> **WHAT IS BEING ASKED**
Scan the records for the string "this" and copy every line that holds it.

> **DATA UNDER STUDY**
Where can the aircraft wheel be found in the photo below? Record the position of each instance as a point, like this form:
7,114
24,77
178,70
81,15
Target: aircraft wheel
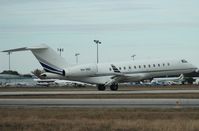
101,87
114,87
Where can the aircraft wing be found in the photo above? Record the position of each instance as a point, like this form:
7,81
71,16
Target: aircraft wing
120,77
42,46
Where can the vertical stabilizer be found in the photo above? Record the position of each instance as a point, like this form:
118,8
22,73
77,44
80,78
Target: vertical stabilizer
47,57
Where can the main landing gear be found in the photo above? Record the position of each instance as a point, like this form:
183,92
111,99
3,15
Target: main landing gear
113,87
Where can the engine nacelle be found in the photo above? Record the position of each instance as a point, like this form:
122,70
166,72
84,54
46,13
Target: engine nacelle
81,70
48,75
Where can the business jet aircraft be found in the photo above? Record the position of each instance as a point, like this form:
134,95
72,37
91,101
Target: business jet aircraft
105,74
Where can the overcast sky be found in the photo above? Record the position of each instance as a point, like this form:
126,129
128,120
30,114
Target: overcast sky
148,28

> **TASK ANSWER**
Where can the aircraft wheel be found in the photo below? Record the position of each instance as a point, like this form:
Where can the aircraft wing be found in the photo above? Record the position of each instance as a point, like this form:
Where can the vertical stabilizer be found in the photo above? Record the position of each instance as a point, like this form:
Where can the main landing gear be found in the photo above? Record the position of each instance as a point, like this form:
Where can the engine nacelle be found in the photo above? Record the position of each instance as a point, like this form:
Where can the business jet aircraft be found in the photo above? Record the position of each instance as a point, like this form:
Where can the overcast sky be found in the photo above? Record the position of each instance as a point, like this form:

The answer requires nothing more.